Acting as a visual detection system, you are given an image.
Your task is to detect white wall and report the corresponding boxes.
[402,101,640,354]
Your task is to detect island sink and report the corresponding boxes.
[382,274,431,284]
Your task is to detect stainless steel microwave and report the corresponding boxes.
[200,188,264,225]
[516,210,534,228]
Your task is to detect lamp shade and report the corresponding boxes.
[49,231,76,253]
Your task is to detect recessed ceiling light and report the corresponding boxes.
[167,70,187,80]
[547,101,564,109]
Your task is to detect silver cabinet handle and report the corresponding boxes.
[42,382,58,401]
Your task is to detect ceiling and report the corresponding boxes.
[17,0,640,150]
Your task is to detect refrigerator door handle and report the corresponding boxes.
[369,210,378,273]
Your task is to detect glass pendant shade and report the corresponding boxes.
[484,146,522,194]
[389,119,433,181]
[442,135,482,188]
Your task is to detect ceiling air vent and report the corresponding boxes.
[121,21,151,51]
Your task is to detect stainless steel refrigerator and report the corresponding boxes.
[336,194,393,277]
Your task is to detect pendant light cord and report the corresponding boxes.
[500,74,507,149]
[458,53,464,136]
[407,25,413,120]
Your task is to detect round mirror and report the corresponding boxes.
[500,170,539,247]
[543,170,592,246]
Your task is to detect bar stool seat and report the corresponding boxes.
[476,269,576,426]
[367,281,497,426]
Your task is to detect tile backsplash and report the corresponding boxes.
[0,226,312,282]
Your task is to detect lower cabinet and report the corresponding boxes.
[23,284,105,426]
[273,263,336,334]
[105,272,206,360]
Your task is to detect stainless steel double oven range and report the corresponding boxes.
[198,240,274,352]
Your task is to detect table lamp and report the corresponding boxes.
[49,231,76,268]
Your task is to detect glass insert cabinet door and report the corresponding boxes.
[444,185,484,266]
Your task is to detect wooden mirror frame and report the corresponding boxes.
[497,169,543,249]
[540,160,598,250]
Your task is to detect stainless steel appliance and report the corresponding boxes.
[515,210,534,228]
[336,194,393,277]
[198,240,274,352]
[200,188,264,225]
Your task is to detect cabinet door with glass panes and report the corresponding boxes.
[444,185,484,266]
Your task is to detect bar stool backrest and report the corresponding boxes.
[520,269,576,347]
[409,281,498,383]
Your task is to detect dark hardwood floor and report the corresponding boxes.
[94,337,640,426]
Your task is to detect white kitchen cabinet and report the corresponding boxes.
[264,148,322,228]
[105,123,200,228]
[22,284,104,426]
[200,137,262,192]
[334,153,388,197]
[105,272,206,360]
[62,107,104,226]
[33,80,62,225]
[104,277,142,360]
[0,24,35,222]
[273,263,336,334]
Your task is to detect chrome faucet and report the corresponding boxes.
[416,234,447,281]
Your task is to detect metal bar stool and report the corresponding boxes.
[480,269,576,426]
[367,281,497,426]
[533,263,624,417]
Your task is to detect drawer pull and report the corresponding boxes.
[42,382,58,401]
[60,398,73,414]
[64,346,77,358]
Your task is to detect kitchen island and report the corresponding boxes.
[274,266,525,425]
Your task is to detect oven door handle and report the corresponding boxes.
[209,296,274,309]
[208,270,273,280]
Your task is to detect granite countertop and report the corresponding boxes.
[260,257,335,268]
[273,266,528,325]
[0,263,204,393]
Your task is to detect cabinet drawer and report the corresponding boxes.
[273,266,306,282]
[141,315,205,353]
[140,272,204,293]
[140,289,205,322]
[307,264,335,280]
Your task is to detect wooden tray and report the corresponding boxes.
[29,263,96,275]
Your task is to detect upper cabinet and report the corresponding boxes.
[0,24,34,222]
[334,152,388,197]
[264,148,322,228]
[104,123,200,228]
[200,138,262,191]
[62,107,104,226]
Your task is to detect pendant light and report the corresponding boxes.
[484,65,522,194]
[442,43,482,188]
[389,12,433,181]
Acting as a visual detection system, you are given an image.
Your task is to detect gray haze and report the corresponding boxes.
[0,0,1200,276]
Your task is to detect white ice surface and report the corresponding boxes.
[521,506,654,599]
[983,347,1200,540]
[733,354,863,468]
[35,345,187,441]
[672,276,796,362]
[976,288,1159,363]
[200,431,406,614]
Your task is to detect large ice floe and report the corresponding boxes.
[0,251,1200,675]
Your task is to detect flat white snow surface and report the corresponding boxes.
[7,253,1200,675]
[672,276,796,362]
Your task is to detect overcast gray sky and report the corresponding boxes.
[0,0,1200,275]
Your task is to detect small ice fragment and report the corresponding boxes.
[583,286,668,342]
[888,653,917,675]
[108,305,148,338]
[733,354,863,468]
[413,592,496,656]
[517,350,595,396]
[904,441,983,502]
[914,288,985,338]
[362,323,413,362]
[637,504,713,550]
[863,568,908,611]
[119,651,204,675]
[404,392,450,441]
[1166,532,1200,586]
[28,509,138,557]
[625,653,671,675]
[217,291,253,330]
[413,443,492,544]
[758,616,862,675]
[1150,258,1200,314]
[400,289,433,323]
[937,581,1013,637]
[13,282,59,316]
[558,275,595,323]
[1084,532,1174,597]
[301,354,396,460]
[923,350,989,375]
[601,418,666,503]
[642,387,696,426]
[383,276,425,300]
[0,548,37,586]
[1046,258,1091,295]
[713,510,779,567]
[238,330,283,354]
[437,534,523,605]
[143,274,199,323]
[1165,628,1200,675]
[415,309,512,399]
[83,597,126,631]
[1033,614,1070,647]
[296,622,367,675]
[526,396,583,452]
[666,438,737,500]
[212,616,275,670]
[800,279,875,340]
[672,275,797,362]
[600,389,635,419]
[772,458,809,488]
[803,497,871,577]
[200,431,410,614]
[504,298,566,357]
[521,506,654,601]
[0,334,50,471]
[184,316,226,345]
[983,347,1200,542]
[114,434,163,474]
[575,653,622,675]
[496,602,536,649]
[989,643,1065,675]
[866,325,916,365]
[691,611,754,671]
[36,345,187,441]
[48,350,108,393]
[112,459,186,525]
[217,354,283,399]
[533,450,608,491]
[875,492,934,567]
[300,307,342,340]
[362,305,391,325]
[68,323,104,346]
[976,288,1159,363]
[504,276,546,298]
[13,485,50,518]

▸ Given request:
Rewrite the listing from its first line through the line containing "[442,135,482,188]", changing "visual detection system" to "object detection system" and keeping everything else the same.

▸ Written reply:
Acting as a object detection system, you are given an image.
Your task is to detect white wall and report the corresponding boxes.
[402,101,640,354]
Your task is to detect island sink and report the corresponding boxes.
[382,274,431,284]
Your task is to detect stainless steel microwave and report the corresponding boxes.
[200,188,264,225]
[516,210,534,228]
Your task is to detect lamp shade and report the corresponding boxes.
[49,231,76,253]
Your task is to detect recessed ceiling light and report the corresponding boxes.
[167,70,187,80]
[547,101,564,109]
Your task is to detect silver cabinet handle and report the corresponding boxes.
[42,382,58,401]
Your task is to detect ceiling and report the corresponding boxes.
[17,0,640,150]
Your task is to detect refrigerator door handle and report the corresponding boxes.
[369,210,378,273]
Your task is to detect glass pendant shade and report the corresponding boxes.
[484,146,522,194]
[389,119,433,181]
[442,135,482,188]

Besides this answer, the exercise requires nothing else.